Start of The input
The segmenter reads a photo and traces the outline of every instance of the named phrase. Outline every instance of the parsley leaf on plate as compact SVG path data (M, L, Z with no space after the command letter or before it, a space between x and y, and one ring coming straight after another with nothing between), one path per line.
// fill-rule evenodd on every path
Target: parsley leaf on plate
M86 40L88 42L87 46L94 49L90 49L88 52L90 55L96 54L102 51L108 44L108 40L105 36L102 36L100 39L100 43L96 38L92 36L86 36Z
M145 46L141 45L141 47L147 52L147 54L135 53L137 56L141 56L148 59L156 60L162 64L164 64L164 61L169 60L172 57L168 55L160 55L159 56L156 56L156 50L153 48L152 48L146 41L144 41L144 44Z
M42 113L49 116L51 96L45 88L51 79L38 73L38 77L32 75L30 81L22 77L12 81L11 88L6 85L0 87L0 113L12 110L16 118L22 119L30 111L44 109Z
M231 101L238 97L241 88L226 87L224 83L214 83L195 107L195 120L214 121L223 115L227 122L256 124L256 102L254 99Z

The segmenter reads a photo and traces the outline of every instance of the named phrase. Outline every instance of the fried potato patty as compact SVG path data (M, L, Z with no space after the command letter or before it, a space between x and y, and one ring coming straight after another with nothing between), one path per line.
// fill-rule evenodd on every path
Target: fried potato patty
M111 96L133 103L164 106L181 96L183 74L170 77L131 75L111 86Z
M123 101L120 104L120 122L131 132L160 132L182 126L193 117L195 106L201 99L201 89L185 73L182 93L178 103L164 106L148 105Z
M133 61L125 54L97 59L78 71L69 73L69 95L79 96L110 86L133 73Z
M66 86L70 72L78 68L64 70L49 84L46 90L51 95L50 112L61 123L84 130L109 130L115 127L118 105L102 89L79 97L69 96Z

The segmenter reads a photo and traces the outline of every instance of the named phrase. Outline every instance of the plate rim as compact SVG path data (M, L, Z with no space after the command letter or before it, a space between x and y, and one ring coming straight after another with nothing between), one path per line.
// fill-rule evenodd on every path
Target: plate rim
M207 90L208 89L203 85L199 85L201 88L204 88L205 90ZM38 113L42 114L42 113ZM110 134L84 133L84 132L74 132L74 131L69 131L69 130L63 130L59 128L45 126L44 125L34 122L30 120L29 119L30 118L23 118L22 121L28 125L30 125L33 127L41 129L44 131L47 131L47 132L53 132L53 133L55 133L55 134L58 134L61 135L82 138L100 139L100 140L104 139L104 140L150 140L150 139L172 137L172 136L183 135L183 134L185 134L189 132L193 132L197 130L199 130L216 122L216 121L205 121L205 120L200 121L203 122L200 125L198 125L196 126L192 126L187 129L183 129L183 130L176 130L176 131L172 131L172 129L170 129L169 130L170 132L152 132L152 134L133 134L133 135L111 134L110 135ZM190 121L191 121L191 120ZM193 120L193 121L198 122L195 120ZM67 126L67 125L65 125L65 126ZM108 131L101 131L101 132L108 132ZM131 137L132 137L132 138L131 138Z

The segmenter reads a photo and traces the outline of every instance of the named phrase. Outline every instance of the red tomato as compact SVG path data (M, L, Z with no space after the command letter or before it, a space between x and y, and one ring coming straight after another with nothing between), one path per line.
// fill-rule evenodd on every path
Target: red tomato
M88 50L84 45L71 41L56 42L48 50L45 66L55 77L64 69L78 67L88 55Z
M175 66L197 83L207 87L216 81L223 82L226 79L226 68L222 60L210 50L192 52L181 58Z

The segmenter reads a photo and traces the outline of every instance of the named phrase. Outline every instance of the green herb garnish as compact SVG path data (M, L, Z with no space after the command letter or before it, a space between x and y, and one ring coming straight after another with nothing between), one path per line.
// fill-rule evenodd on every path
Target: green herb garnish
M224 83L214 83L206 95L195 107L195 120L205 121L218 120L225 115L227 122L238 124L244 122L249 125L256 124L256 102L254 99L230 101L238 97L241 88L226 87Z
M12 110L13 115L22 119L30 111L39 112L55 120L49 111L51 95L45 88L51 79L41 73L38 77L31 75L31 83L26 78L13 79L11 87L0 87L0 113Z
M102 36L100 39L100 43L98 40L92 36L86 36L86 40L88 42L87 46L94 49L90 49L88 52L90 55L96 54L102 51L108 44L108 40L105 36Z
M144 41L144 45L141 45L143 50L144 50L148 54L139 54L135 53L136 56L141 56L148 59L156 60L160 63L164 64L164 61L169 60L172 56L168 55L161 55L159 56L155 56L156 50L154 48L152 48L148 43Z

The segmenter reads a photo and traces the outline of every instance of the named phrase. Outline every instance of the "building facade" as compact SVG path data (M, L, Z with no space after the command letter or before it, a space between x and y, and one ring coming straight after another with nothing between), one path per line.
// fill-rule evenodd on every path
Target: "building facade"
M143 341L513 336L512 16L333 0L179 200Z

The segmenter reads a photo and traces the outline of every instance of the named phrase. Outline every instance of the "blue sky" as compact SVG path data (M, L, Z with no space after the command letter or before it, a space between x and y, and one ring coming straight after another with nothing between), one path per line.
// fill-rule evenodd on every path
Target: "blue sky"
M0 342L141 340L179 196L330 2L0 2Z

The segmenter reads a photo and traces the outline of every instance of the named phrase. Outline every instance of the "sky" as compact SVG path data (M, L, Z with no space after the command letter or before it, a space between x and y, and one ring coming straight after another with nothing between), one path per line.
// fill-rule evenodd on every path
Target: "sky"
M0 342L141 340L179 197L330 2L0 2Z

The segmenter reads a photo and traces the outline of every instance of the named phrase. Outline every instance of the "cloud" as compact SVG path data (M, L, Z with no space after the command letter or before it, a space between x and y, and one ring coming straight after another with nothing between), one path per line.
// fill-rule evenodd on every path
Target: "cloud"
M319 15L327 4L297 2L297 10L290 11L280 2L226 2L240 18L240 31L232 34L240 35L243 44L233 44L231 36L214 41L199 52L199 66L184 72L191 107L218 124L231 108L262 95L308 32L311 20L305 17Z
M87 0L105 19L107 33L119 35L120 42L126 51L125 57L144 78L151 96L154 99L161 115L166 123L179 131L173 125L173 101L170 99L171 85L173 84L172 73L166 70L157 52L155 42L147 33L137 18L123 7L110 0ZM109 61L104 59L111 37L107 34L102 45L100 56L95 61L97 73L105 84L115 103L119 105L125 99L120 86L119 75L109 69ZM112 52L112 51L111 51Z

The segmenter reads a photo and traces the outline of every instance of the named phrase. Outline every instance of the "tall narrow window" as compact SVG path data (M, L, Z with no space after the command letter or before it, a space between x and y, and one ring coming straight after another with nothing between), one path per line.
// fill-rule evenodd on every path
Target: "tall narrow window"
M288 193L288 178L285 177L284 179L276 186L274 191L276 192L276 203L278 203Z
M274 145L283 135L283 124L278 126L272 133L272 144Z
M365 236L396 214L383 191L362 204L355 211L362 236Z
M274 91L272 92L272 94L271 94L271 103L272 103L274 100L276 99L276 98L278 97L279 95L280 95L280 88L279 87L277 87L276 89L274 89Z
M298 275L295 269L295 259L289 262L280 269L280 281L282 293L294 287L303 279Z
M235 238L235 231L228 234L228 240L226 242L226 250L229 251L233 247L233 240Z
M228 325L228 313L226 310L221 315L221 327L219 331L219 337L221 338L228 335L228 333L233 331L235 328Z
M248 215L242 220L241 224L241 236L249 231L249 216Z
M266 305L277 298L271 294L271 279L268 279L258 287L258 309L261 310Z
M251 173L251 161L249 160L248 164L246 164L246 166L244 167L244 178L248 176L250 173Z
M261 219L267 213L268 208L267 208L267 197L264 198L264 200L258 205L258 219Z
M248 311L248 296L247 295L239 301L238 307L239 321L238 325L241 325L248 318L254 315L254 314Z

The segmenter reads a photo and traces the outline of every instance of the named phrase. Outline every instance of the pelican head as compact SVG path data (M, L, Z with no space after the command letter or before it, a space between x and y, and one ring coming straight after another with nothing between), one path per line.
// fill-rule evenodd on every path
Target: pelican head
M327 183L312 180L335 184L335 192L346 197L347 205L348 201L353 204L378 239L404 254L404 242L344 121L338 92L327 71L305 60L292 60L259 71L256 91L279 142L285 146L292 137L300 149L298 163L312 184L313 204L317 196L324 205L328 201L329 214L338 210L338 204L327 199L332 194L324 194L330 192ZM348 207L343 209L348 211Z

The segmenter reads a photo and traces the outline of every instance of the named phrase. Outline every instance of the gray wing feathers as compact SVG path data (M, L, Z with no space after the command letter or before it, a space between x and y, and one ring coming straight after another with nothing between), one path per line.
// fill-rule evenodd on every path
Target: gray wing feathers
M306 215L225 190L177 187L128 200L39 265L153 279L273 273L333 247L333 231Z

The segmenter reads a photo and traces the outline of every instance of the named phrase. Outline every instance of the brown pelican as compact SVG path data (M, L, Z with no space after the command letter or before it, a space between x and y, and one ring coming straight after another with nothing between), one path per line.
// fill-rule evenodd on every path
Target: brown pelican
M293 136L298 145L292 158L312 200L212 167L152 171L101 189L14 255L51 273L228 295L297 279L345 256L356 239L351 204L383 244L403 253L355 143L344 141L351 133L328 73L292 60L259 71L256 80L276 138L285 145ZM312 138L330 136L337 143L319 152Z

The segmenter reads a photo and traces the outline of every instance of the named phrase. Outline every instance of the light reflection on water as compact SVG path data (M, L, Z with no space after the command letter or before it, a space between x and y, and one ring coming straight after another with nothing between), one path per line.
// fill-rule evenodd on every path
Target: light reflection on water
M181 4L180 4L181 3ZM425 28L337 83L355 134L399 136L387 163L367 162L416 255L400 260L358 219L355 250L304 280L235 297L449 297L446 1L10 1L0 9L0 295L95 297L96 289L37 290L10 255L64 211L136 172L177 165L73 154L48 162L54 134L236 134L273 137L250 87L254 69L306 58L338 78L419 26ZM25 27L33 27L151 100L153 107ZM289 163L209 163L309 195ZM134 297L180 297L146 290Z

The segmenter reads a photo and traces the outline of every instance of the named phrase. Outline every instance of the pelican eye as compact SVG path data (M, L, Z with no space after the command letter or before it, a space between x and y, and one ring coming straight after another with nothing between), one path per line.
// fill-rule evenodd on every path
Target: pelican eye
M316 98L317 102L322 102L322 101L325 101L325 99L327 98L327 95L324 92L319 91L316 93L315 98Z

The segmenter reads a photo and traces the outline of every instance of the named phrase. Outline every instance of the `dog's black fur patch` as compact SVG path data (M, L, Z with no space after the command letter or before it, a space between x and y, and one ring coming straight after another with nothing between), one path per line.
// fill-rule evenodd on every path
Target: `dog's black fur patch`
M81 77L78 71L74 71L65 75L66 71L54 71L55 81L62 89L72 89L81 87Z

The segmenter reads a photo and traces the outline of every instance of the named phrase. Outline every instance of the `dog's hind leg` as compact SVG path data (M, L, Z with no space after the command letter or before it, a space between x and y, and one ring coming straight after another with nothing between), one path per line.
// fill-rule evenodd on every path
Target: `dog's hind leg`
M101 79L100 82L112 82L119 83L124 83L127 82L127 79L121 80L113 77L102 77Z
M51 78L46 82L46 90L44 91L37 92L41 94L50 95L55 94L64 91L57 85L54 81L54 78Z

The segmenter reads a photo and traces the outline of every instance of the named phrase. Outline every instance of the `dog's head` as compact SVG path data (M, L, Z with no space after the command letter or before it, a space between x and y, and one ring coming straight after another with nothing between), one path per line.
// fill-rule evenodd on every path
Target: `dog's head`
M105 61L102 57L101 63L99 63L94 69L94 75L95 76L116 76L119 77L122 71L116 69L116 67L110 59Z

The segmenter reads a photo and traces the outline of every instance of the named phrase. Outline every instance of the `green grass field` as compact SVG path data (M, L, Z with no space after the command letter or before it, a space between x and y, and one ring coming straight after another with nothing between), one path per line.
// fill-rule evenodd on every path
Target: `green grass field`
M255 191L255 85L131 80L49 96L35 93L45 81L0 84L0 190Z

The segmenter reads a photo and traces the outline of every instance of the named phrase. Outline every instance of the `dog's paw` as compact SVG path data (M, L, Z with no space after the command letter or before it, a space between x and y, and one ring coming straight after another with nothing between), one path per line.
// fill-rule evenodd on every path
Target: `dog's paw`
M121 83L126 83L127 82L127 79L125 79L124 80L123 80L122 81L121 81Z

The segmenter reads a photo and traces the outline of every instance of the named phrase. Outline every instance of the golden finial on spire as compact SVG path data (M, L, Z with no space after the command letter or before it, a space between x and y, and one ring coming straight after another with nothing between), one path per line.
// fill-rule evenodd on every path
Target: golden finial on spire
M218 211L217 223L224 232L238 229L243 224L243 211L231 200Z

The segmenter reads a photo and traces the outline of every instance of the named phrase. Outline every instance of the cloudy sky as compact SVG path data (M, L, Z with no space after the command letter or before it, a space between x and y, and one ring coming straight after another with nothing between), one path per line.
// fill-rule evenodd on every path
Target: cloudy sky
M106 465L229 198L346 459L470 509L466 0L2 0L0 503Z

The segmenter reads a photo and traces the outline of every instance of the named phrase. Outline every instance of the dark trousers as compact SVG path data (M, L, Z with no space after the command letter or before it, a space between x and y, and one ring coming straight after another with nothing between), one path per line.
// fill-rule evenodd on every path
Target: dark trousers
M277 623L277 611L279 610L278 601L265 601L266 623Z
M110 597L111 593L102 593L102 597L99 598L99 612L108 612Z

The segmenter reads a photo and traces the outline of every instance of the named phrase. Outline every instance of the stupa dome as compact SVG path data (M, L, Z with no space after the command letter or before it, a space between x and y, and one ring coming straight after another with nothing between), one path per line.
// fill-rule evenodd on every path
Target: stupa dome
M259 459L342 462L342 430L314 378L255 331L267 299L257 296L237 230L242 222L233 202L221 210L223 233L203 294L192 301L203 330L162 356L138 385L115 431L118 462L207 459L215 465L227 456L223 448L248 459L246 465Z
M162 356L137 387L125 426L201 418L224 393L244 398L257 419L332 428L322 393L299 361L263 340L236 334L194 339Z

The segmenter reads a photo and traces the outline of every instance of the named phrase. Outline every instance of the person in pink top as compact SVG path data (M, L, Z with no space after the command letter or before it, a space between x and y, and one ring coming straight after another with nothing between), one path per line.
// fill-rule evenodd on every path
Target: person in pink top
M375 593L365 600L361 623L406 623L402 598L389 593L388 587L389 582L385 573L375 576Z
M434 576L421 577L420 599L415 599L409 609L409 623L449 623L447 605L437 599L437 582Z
End of The input
▶ _Instructions to follow_: Rewrite everything in the records above from the line containing "of the brown" down to the line containing "M181 4L180 4L181" as a numbered list, one line per item, leaving out blank lines.

▶ _Full response_:
1. The segmenter reads a photo and traces the outline of every instance of the named phrase. Outline every instance of the brown pelican as compact SVG path data (M, L, Z with no space after the command letter or before it, a space between x and y, and one ring coming straight after another with nothing between), one path per line.
2. // fill-rule evenodd on every path
3. Target: brown pelican
4. M293 136L298 145L292 158L312 200L212 167L152 171L101 189L14 255L51 273L228 295L297 279L345 256L356 239L351 204L383 244L403 253L355 143L344 141L351 133L328 73L292 60L259 71L256 80L276 138L285 145ZM312 138L330 136L337 143L319 152Z
5. The segmenter reads a photo and traces the outline of every instance of the named phrase. Outline every instance of the light reflection on water as compact SVG path data (M, L, Z with no space after the command letter or before it, a space between x and y, and one ring coming straight after another with nothing between), one path per line.
6. // fill-rule evenodd on every path
7. Target: light reflection on water
8. M181 4L180 4L181 3ZM425 28L337 83L355 134L399 136L387 163L367 162L416 255L400 260L358 219L355 250L304 280L235 297L449 297L446 1L10 1L0 9L0 295L95 297L96 289L37 290L10 255L64 211L136 172L177 165L73 154L48 162L54 134L236 134L273 137L250 87L254 69L306 58L338 78L419 26ZM25 27L33 27L151 100L153 107ZM289 163L209 163L309 195ZM134 297L180 297L146 290Z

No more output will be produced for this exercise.